*** Source text

Lastly, let’s look at what is written about the MLIA system in which “Multilingual communication enables the dissemination of information beyond the boundaries of languages. Interactive Multilingual Information Access (MLIA) refers to a process in which a user and a system collaborate to find documents that satisfy his/her information needs, regardless of the language in which those documents are created.” (Wu et al., 2012, p. 524)

All three of these systems would essentially function in the same capacity with only slight differences, this is one of the major issues in attempting to define what a true multilingual IR system would be as multiple areas of study attempting to find their own definition without finding ways to work as one system. The one thing that is common is that all three of these systems have a common goal and that is creating a system that would make it possible for individuals in one region of the world to gain access to information from a language that they wouldn’t normally have access to. As we see in Figure 1, in which the MLIA system shows how the process would take place, it shows how using the system would operate from the first query until it reaches the final access point, it shows possible pathways to getting information through several processes, and how translation of specific terms can eventually lead to an outcome.

When writing about MLIA, the line between these systems cross paths, as the query involves using Cross-Language Information Retrieval, as the pathways in Figure 1 show how these systems interact with one another. “Translation ambiguity, the problem of not knowing which translation alternatives are appropriate for the current query, is an important issue in CLIR. Researchers have developed various methods to handle possible translation ambiguities, in which relevance feedback-based techniques are among the effective methods.” (Wu et al., 2012, p. 524) With CLIR the translation of the documents can be obtained in a similar way to the MLIA system in which “First we can ask which items should be translated—the queries or the documents? With that question answered, we must then ask how those documents or queries can be broken up into units (which we call terms) that can be translated.” (Galuščáková et al., 2022, p. 4)

A diagram of a process

Description automatically generated

Figure Figure 1: Steps in interactive multilingual information access (Wu et al., 2012, p. 524)

******

> **What this exercise asks**
• 1. Reproduce the part of the passage on multilingual information access starting with "A diagram of" and going on through "access (Wu et al., 2012, p. 524)", updated so that "Steps" is replaced by "Stages".
• 2. Answer these questions about the passage on multilingual information access:
(a) What does the abbreviation MLIA stand for?
(b) Which techniques are named as among the effective methods for handling translation ambiguities?
(c) What are the units into which documents or queries are broken up for translation called?

*** Material shown

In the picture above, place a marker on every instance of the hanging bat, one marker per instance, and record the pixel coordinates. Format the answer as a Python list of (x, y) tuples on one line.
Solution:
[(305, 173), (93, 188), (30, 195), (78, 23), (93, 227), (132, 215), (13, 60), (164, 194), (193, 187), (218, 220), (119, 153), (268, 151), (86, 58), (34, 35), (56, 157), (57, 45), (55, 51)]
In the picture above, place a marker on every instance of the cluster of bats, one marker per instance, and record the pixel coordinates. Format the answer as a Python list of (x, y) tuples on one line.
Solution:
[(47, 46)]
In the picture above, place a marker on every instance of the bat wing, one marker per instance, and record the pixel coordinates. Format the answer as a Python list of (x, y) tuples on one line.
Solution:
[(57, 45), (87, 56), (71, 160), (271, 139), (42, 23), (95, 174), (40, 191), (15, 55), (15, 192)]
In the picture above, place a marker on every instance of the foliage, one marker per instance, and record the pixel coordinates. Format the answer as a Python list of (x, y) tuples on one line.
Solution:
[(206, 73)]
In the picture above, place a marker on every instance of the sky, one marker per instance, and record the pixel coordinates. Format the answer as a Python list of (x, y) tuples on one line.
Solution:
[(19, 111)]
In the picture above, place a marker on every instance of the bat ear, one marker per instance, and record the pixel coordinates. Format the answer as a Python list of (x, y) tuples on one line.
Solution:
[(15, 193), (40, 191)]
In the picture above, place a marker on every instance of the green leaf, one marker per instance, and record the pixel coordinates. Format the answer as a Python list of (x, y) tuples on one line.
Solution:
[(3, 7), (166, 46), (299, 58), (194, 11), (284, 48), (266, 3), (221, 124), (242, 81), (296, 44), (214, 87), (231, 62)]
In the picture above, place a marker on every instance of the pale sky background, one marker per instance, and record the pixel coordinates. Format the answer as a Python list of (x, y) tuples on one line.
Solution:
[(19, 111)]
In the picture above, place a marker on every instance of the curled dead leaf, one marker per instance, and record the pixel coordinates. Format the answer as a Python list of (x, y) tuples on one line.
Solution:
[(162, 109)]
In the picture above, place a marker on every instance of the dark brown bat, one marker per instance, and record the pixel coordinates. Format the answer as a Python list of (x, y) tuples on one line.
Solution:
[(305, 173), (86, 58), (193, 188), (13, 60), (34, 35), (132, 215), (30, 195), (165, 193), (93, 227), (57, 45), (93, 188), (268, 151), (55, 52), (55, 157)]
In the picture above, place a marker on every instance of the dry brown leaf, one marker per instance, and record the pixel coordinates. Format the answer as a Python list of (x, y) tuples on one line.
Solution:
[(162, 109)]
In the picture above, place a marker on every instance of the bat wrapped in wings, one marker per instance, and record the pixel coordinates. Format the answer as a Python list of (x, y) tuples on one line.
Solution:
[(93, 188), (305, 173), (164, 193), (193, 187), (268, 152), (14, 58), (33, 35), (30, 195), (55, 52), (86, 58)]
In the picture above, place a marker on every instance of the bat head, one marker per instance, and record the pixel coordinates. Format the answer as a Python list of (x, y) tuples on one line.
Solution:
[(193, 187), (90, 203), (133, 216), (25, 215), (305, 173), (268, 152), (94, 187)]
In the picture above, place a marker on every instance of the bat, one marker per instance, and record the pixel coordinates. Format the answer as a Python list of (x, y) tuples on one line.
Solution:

******

> **Task-by-task results**
• 1.
A diagram of a process

Description automatically generated

Figure Figure 1: Stages in interactive multilingual information access (Wu et al., 2012, p. 524)

• 2.
(a) Interactive Multilingual Information Access
(b) Relevance feedback-based techniques
(c) Terms